■ Data for processing:

Start of Block

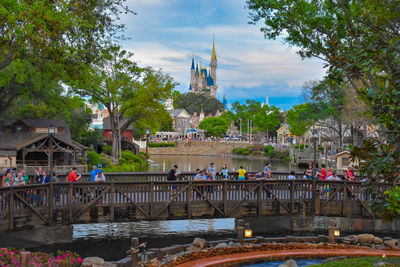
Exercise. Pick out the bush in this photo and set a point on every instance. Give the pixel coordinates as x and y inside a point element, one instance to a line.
<point>161,144</point>
<point>107,149</point>
<point>93,158</point>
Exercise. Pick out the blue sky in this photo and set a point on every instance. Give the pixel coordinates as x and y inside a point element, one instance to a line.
<point>164,34</point>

End of Block

■ Task to complete:
Exactly the lines from the one holding "Exercise. Pick out the blue" through the end of the data are to be repeated, with both ends included.

■ Answer space:
Exercise. Pick out the blue sky in this photo and set a point on every instance. Give the pixel coordinates as x and y inside a point element, one instance to a line.
<point>164,34</point>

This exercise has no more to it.